Stored records:
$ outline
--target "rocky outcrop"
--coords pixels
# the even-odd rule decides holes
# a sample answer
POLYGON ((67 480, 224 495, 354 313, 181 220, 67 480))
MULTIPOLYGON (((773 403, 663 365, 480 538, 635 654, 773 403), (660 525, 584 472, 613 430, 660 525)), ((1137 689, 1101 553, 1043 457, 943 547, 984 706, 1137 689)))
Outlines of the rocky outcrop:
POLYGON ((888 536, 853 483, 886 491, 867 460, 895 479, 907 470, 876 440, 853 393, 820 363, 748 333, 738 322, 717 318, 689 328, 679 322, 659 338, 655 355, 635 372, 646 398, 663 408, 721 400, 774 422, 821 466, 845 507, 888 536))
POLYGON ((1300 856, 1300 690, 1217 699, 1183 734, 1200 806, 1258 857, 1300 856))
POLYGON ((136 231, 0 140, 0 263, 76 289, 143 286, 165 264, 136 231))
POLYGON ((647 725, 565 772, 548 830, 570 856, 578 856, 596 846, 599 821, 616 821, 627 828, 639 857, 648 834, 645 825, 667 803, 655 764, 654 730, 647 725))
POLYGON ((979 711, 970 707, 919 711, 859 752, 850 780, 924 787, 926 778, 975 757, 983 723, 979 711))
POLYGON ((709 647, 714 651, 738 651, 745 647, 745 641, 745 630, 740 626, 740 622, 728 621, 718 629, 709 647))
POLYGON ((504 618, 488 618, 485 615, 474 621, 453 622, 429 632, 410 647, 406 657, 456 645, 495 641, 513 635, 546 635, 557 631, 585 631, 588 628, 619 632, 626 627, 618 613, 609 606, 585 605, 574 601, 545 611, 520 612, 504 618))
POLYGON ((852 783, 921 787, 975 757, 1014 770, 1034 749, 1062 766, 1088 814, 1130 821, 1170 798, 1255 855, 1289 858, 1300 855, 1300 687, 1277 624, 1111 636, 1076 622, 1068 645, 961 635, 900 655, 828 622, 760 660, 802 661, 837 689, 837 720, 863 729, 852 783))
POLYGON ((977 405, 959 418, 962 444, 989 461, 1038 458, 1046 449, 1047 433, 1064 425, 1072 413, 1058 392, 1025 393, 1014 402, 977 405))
* * *
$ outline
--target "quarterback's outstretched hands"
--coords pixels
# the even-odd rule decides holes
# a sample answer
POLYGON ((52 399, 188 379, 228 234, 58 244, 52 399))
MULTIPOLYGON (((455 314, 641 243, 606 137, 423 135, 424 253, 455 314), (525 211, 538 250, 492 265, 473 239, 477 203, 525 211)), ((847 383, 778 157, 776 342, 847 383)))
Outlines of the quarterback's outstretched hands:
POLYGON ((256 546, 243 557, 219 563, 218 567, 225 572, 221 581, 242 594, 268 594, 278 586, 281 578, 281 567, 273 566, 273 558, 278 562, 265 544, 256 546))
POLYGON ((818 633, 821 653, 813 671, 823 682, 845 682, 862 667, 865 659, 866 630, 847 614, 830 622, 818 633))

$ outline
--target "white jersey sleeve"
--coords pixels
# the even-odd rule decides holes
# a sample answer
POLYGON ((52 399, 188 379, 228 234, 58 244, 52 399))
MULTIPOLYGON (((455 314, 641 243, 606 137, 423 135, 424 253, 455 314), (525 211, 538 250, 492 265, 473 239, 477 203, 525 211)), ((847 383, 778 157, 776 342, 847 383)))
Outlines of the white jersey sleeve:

Exercise details: Filtering the entries above by the word "target", copy each line that matches.

Task output:
--target "rocky outcrop"
--target "quarterback's outstretched hands"
--target "white jersey sleeve"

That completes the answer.